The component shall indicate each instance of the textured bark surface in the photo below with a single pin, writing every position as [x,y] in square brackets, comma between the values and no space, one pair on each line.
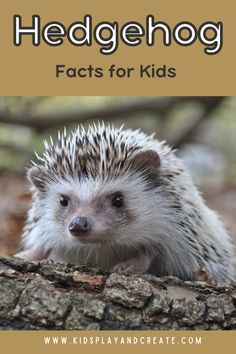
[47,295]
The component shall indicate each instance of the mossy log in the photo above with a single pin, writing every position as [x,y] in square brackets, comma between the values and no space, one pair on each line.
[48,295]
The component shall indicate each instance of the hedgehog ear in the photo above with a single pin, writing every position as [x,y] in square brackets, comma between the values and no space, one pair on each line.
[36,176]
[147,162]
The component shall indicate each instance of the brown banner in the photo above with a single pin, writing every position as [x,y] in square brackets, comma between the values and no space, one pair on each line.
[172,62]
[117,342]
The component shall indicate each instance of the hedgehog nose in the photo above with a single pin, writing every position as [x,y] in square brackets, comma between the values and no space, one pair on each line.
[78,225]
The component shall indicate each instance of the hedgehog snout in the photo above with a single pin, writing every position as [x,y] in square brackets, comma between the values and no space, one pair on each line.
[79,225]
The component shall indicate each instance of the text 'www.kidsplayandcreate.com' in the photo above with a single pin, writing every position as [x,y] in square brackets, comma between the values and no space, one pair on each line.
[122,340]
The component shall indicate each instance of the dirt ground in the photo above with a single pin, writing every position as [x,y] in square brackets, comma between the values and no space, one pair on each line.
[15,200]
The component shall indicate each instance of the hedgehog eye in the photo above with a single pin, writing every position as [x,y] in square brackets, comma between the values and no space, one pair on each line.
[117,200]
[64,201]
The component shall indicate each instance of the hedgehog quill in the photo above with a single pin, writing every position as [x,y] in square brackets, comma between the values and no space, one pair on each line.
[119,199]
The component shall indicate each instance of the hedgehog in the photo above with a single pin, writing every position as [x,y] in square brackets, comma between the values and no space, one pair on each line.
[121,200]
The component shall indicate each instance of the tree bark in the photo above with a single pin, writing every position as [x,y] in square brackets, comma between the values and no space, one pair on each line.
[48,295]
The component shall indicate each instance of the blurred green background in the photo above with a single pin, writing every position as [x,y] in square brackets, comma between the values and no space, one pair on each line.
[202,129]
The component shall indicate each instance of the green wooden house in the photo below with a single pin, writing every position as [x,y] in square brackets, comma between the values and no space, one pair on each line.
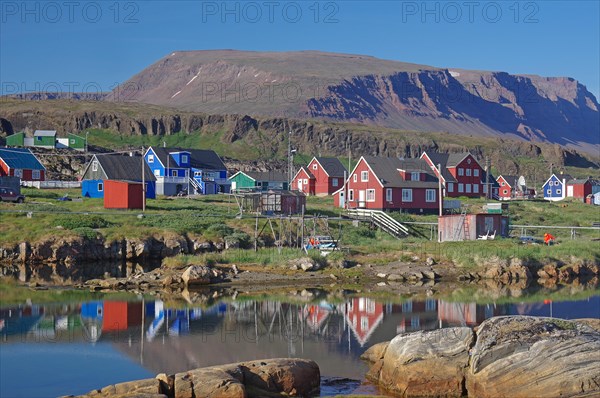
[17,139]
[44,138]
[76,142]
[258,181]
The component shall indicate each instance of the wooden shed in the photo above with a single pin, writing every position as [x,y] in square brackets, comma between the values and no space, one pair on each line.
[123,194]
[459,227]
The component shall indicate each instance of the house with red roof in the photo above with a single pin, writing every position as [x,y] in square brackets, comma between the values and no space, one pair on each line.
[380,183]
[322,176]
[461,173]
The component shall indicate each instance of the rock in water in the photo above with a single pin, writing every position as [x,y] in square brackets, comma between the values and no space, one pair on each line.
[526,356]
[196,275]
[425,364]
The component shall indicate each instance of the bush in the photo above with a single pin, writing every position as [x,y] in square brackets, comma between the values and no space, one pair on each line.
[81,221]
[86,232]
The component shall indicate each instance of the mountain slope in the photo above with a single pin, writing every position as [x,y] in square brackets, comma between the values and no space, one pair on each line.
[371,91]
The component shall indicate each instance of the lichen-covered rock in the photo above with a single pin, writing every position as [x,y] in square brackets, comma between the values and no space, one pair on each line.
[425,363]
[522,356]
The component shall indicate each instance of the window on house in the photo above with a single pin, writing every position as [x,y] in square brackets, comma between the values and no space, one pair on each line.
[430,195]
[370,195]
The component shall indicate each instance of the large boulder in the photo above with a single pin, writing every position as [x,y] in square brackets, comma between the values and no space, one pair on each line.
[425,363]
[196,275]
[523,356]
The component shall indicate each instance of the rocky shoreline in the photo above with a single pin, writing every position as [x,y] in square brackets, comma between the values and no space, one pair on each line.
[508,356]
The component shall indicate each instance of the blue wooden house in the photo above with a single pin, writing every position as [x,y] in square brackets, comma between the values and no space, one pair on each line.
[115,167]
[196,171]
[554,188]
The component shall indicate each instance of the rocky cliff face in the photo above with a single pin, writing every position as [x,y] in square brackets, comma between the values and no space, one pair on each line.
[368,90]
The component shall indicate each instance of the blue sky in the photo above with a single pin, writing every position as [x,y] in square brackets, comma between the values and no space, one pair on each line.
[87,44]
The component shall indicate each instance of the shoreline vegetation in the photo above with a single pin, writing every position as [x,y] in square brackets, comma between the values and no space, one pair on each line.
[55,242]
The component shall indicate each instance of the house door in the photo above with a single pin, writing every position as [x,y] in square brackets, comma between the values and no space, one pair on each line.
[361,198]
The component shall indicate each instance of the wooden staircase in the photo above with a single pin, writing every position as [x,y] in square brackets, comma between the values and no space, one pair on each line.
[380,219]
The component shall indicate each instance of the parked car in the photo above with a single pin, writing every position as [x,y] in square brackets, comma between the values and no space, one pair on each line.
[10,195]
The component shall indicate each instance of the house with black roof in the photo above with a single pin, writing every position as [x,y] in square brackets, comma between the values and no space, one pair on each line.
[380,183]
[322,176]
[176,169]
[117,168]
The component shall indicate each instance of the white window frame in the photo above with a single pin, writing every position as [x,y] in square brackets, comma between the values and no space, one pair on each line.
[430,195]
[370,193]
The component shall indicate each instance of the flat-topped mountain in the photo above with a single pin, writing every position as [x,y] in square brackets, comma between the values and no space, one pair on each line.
--------
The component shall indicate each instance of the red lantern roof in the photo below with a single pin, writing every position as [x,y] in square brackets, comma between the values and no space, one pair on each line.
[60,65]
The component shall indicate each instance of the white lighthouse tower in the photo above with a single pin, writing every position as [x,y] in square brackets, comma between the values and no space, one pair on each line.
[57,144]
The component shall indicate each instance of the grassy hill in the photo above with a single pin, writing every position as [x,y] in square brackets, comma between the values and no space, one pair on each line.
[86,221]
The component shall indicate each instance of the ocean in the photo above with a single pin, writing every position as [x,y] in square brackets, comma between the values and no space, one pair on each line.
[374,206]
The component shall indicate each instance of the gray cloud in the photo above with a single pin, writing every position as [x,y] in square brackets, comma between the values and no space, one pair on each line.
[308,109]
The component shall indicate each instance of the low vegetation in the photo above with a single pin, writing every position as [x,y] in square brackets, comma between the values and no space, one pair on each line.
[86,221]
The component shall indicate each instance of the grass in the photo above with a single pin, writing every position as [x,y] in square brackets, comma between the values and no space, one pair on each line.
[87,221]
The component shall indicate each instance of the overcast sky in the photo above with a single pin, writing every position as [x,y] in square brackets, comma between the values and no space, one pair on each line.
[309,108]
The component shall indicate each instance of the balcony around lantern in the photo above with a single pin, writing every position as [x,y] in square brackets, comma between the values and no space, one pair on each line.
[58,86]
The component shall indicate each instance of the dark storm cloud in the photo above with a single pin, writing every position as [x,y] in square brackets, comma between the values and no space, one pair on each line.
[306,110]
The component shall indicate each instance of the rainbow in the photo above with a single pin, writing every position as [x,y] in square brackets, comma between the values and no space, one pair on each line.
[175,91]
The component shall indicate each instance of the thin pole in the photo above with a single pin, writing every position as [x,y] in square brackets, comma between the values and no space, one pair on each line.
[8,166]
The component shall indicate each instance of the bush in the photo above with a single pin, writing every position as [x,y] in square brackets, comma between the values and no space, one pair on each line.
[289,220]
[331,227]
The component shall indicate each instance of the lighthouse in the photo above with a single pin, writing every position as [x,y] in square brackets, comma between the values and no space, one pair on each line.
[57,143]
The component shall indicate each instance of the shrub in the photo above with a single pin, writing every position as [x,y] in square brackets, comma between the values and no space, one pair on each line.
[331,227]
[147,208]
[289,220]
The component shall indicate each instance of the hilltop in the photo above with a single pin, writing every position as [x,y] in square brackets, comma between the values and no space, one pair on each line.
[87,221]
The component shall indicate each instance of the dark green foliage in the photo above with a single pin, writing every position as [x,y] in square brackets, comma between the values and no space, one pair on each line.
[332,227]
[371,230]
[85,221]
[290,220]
--------
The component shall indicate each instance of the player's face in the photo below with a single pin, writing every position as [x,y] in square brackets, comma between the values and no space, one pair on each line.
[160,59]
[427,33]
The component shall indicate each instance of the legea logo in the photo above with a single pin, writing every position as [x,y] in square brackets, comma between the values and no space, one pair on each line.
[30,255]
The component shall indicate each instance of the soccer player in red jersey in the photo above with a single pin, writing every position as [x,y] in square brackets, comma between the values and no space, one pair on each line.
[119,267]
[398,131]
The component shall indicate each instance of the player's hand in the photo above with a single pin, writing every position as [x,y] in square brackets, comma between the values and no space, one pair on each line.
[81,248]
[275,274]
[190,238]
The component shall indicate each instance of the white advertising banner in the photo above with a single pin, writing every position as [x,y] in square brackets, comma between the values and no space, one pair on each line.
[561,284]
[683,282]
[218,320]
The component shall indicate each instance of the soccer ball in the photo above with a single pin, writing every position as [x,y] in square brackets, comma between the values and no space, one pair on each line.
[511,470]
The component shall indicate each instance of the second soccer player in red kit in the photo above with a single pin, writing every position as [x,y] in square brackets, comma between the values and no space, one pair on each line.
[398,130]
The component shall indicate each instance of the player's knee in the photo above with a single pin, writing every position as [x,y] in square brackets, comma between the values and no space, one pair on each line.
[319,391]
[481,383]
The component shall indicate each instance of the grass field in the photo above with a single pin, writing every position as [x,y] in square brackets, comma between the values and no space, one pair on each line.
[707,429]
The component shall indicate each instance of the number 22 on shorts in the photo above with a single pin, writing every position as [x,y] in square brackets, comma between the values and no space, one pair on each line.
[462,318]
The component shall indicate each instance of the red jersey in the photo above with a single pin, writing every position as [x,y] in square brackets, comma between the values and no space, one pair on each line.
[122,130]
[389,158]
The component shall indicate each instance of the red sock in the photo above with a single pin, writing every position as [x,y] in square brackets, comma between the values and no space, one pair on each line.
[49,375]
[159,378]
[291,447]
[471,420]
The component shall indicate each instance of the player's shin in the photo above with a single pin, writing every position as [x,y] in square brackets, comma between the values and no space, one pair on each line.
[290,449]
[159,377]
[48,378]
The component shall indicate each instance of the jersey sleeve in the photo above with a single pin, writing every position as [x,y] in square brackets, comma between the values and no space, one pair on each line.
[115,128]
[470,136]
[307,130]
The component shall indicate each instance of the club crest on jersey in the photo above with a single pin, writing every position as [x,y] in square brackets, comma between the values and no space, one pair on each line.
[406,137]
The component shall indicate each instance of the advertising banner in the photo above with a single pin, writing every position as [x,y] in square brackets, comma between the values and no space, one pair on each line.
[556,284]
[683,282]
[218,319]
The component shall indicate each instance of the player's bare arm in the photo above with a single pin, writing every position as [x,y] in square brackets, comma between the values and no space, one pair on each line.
--------
Report each line of the listing above that contains the string "number".

**Result**.
The component shall indicate each instance of the number 22 on shorts in the photo above with a single pin, writing every position as [x,y] in square brackets, comma between the values and no space, one pair on each line.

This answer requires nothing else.